** start Extracted information **

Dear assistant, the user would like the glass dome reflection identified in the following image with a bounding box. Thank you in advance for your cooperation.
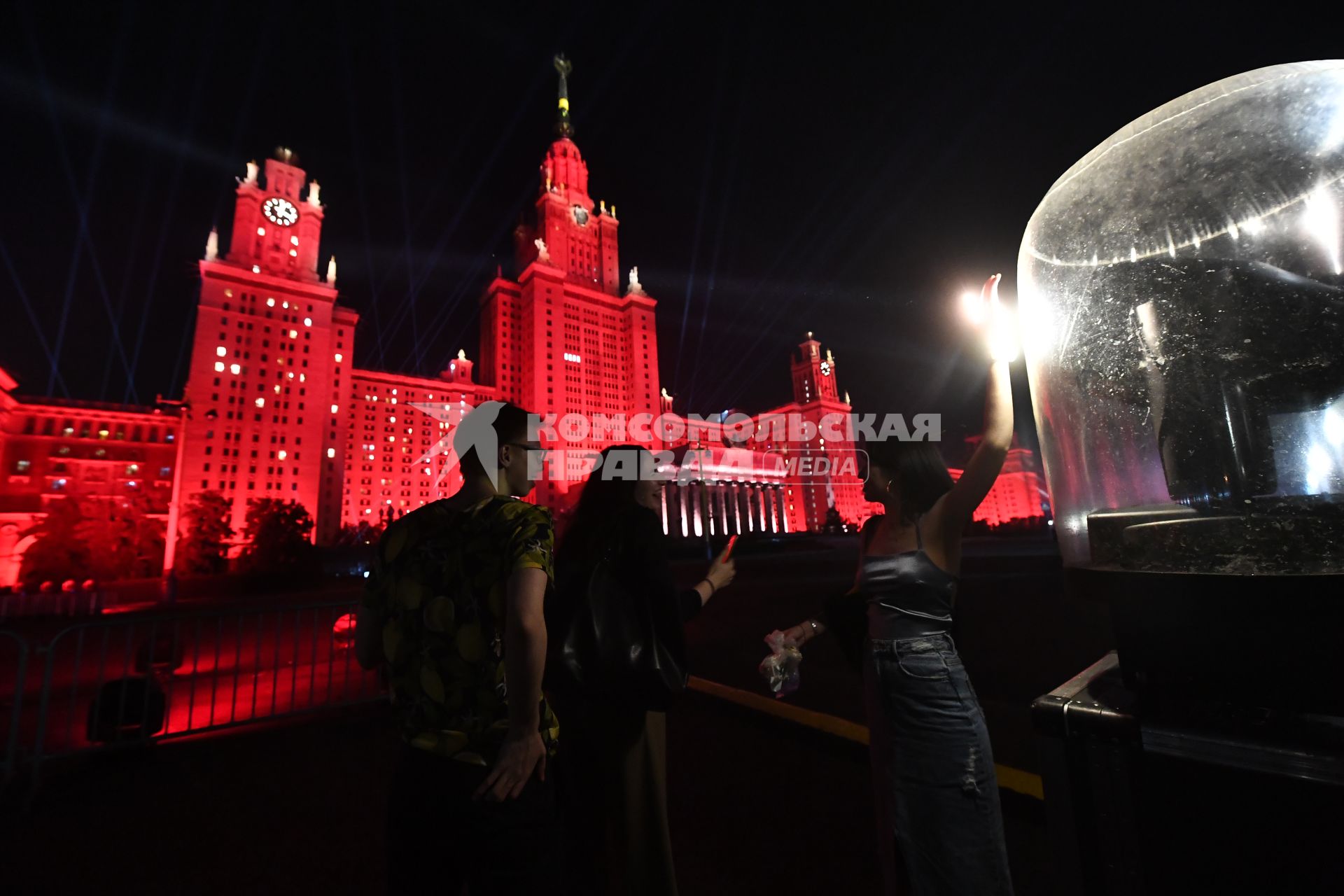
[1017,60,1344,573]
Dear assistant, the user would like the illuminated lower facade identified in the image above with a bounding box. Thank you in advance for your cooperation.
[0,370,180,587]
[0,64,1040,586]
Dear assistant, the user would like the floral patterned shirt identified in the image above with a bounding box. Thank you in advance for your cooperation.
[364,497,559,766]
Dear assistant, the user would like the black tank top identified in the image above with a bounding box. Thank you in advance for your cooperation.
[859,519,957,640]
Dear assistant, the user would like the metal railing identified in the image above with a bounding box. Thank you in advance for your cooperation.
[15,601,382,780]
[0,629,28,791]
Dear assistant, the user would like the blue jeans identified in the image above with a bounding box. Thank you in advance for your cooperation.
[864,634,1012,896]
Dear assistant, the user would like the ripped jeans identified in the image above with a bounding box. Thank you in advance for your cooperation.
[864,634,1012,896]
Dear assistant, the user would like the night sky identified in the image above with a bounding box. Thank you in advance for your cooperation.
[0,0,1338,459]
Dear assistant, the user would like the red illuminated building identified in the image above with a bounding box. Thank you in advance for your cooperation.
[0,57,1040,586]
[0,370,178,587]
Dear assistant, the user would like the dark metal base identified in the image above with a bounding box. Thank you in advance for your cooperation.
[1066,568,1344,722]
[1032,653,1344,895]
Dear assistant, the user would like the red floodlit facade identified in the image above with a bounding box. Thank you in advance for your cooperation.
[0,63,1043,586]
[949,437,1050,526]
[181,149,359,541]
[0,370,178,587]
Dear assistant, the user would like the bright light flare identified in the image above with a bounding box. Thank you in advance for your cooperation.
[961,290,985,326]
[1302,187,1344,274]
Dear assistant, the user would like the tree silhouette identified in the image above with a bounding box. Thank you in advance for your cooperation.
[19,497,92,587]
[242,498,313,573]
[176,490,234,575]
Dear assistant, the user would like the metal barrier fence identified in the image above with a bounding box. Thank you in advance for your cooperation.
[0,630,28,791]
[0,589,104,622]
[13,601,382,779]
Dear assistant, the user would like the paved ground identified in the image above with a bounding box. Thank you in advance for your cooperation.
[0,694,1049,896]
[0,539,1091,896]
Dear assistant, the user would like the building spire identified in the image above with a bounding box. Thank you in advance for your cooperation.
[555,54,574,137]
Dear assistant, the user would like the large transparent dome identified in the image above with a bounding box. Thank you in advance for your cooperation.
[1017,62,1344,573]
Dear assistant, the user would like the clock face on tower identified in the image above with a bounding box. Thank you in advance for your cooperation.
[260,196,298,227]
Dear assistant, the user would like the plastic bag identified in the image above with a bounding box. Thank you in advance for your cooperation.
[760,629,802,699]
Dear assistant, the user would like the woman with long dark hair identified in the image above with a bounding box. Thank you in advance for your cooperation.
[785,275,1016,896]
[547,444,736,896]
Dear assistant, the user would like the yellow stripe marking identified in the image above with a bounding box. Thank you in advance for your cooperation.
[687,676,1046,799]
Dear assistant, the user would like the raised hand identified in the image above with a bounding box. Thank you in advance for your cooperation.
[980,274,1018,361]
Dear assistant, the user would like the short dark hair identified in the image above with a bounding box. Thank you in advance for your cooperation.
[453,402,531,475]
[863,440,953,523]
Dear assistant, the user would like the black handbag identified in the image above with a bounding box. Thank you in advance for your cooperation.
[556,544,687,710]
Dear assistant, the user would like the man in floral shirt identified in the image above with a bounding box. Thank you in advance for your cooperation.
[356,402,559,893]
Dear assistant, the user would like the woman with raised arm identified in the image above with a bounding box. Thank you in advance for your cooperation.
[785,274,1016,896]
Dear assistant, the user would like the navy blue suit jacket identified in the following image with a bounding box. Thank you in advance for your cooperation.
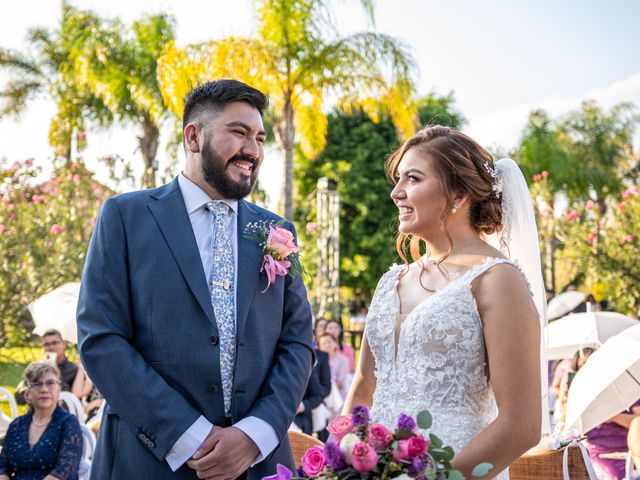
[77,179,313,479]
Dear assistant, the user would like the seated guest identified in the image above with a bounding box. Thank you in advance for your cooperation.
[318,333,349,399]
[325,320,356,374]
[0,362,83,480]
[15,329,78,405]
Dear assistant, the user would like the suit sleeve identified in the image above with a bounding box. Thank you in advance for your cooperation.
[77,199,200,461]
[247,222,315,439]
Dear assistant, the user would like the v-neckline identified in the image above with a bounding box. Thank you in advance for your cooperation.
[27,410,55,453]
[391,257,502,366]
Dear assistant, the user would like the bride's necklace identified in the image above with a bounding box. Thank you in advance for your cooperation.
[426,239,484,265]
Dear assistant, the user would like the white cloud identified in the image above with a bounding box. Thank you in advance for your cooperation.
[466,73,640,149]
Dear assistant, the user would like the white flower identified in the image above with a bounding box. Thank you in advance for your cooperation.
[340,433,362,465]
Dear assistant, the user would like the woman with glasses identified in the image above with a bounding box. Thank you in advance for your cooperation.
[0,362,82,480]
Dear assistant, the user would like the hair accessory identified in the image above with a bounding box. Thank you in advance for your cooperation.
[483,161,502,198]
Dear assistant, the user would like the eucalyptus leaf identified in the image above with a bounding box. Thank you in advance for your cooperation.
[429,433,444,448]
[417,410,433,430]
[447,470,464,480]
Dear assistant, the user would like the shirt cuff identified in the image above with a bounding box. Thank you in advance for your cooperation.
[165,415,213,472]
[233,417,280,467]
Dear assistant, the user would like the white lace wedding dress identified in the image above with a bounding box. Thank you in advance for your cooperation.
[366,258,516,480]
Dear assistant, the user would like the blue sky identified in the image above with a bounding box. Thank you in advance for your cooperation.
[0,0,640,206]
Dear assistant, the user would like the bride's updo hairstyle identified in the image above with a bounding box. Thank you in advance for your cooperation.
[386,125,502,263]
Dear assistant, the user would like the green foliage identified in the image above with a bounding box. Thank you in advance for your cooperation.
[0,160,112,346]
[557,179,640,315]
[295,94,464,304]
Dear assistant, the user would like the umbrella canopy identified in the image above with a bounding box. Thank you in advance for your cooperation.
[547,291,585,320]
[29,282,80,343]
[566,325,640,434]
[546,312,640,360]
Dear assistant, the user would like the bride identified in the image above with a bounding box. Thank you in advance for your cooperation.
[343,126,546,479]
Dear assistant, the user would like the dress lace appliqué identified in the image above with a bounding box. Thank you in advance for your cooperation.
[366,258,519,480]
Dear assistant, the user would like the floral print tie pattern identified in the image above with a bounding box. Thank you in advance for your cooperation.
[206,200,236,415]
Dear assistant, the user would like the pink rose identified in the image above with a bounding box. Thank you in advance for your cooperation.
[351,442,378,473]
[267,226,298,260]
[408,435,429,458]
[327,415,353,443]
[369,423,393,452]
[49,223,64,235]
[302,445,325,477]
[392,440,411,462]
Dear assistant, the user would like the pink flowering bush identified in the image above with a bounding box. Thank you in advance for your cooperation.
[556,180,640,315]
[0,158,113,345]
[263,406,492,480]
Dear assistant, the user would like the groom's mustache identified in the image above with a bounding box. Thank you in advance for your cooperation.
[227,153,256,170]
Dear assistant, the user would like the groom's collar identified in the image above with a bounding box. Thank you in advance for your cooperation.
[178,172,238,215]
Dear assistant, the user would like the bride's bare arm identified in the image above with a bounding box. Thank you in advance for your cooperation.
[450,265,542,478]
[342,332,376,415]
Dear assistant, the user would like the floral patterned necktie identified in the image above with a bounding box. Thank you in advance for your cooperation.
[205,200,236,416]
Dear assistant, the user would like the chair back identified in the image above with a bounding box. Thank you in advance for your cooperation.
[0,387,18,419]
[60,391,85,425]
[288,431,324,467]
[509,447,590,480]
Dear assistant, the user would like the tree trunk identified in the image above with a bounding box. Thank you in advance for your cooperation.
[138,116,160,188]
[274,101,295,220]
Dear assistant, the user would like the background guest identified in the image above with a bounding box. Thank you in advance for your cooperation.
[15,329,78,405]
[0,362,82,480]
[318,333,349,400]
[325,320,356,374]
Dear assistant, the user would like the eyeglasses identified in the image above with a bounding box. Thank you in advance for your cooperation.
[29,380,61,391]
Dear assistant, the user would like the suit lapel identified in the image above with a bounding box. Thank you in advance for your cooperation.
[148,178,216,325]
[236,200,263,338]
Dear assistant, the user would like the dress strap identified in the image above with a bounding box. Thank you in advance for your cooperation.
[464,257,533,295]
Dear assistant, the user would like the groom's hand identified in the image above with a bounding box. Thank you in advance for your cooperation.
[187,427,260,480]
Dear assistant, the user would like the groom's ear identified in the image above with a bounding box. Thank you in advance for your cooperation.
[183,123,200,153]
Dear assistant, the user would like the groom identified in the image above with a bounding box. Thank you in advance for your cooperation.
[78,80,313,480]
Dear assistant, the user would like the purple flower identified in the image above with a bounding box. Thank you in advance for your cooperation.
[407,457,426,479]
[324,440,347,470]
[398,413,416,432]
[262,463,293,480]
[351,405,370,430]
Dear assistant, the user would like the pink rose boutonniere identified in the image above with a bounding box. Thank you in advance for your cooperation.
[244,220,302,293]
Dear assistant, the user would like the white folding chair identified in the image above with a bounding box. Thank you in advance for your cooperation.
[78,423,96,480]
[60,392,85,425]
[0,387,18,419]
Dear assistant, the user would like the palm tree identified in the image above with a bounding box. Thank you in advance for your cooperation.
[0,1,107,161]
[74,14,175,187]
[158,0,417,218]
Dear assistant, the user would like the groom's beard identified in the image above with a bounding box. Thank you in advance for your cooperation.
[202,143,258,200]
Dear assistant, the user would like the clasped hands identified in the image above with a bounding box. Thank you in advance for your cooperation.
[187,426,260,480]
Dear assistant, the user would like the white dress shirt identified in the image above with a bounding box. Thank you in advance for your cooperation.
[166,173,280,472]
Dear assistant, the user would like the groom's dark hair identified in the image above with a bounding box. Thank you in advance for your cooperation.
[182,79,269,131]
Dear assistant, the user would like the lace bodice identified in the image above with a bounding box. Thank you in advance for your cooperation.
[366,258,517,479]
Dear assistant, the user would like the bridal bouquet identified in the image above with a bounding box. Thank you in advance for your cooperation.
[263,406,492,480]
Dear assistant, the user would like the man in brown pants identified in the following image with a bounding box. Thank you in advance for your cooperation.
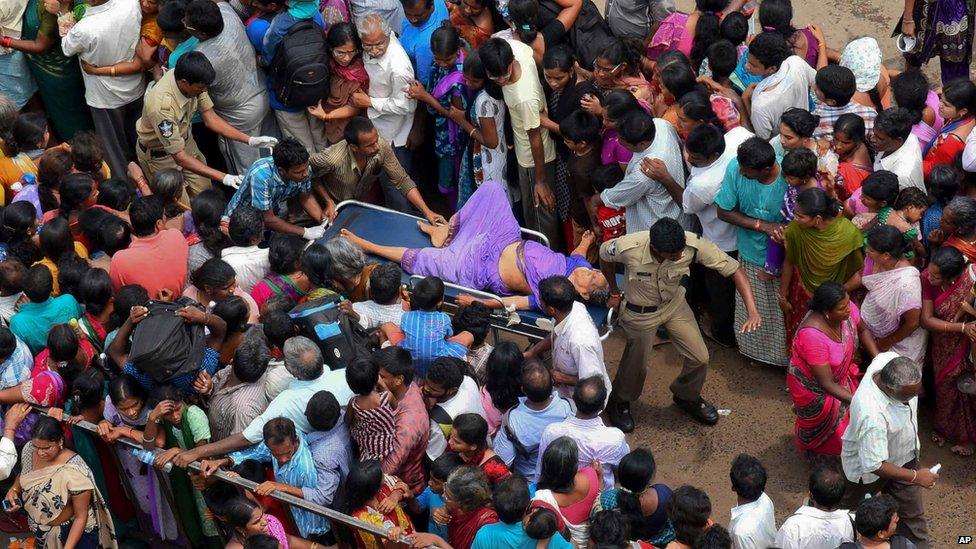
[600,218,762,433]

** end Extracted information **

> The request
Copy out the records word for word, starting at the line that contains "Dear assistant, the user would like the tree silhouette" and ending at the line that contains "[176,490,234,575]", both included.

> Task answer
Dear assistant, the user would like the tree silhouette identified in the image above with a bounding box. Thank you in advance for your cooperation.
[19,497,92,587]
[242,498,313,573]
[176,490,234,575]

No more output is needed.